**Task objective**
Set every line of the listing down again, keeping it identical.

**Data for this exercise**
⟨
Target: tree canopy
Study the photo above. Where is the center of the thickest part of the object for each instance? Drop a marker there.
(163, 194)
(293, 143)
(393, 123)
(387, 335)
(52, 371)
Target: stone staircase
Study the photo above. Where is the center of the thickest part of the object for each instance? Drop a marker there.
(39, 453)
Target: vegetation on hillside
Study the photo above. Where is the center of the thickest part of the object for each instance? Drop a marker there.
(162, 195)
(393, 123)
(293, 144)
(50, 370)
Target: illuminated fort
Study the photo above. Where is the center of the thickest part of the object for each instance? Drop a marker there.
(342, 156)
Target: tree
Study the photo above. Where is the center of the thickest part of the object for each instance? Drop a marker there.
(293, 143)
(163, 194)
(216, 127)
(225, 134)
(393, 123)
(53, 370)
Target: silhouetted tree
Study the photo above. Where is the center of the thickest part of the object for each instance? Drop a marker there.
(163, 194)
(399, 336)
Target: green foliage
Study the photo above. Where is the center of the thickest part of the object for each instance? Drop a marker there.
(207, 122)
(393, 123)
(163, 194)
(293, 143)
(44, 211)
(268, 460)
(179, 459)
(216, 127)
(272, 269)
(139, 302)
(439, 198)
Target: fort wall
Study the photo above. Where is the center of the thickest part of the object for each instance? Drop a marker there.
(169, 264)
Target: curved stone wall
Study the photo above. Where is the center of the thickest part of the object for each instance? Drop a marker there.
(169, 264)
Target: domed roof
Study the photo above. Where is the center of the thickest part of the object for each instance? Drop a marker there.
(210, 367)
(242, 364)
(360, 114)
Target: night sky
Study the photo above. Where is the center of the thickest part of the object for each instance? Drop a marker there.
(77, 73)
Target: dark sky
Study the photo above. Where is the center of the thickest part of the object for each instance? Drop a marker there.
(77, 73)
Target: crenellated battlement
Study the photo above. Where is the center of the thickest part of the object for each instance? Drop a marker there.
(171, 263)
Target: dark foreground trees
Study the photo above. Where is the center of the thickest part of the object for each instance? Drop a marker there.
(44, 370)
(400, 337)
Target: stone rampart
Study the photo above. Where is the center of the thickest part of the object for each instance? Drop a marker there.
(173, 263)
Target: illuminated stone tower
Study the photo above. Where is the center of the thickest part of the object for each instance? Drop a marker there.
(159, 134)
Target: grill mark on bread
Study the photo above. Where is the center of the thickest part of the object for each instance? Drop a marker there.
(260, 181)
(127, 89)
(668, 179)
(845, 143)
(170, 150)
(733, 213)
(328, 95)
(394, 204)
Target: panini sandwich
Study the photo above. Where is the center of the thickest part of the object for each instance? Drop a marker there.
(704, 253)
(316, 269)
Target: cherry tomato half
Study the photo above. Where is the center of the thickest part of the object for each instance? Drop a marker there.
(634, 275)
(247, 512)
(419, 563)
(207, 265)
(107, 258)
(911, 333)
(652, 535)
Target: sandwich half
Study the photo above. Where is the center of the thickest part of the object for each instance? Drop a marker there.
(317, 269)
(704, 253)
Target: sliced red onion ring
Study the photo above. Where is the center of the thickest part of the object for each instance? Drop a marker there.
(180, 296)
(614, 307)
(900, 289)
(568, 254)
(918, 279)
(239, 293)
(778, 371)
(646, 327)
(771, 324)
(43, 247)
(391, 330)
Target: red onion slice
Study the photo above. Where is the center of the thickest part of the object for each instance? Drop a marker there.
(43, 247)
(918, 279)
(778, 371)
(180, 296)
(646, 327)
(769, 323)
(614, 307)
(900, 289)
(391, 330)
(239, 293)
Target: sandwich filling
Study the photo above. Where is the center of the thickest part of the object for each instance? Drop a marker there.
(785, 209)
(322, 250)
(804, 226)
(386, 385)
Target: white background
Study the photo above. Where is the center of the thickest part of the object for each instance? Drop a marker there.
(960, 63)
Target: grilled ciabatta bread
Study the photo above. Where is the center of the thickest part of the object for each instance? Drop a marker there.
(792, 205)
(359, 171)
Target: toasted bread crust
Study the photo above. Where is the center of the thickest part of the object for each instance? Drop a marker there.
⟩
**Solved exercise**
Target: tree canopy
Study the photo above. Where is the center of the thickest part of the object for each instance? Drop a marker there.
(163, 194)
(293, 143)
(393, 123)
(387, 335)
(52, 371)
Target: stone staircase
Study the photo above. Where is the center of the thickest part of the object for each instance? Drop a marker there.
(39, 453)
Target: vegetation on hillside
Study the photo above. Where is the center of the thickest part of the object for each instance? Drop a marker there.
(162, 195)
(393, 123)
(293, 144)
(50, 370)
Target: illuminated fort
Study the photo above. Where is the center of the thickest part of the object for each instance? Drop a marker there.
(342, 156)
Target: tree
Study the photo above. Where is the center of the thickest part of the object for each instance? Drop a marker there.
(293, 143)
(163, 194)
(216, 127)
(225, 134)
(393, 123)
(53, 370)
Target: silhouetted tree
Study the photo above. Where is the center of the thickest part of the object for each instance? Drop a marker there.
(163, 194)
(399, 336)
Target: green foliage
Study the photo above. Where is the center of the thickest part of the object for each instance? Drop a marker there.
(207, 122)
(393, 123)
(163, 194)
(293, 143)
(44, 211)
(268, 460)
(179, 459)
(216, 127)
(272, 269)
(139, 302)
(439, 198)
Target: fort wall
Study the photo above. Where is the center of the thickest part of the object for each instance? Drop a marker there.
(169, 264)
Target: curved stone wall
Study the photo above. Where is the center of the thickest part of the object for each instance? Drop a marker there.
(169, 264)
Target: domed roof
Study the photo above. Where is the center of the thickest part of the object for each instance? Drop a marker there.
(210, 367)
(242, 364)
(360, 114)
Target: night sky
Study the photo above. Where is the center of the thickest part of the object for each instance? Drop a marker there.
(77, 73)
Target: dark sky
Study the photo above. Where is the center of the thickest part of the object for each instance? Drop a marker there.
(77, 73)
Target: crenellated battlement
Study the photo above. Where is the center of the thickest part of the object for each instance? Drop a marker there.
(171, 263)
Target: dark foreground trees
Study the photo above. Where is the center of the thickest part of the object for each instance? Drop a marker there.
(44, 370)
(400, 337)
Target: stone rampart
Study the photo above. Where is the center of the thickest part of the object for each instance? Drop a marker there.
(173, 263)
Target: illuminated stone tower
Study the photo above. Where is the center of the thickest part of the object for each instance? Drop a marker there.
(159, 134)
Target: grill mark on bread
Study the photo above. Where is the center of the thickest part of the object for each instance? Drop a marker there.
(260, 181)
(127, 89)
(668, 179)
(845, 143)
(170, 150)
(733, 213)
(328, 95)
(394, 204)
Target: panini sandwich
Study the photo above. Where is the center of the thickest part of the object for each instance? Drop a marker there.
(704, 253)
(316, 269)
Target: cherry tomato half
Study the photo above. Where is the center of the thickest part of the object for each instance? Drop a marker there.
(634, 275)
(247, 512)
(419, 563)
(207, 265)
(107, 258)
(911, 333)
(652, 535)
Target: sandwich half
Study the photo above. Where is the center of the thickest part of the object for each instance? Drop a marker there.
(317, 269)
(704, 253)
Target: sliced red onion ring
Study the photo above. Where is the center of the thickest part of the object for each instance? Drop a marker there.
(180, 296)
(614, 307)
(900, 289)
(568, 254)
(918, 279)
(239, 293)
(778, 371)
(646, 327)
(771, 324)
(43, 247)
(391, 330)
Target: red onion slice
Study the photo above. Where is the center of the thickest part of the object for each instance? Drop a marker there.
(43, 247)
(918, 279)
(778, 371)
(180, 296)
(646, 327)
(769, 323)
(614, 307)
(900, 289)
(391, 330)
(239, 293)
Target: sandwich filling
Study the photo above. Where is the center of the thickest part of the object for each instance? Drop a marker there.
(785, 209)
(322, 250)
(804, 226)
(386, 385)
Target: white background
Study the photo above. Where is the center of the thickest part of the object for each instance? Drop a marker there.
(960, 63)
Target: grilled ciabatta bread
Study the photo above. Where is the center of the thickest part of the object for each instance? Drop a marker there.
(792, 205)
(359, 171)
Target: toasted bread crust
Study the photo above. Where is the center of the thickest part of the object for each instance? Drop a marker there.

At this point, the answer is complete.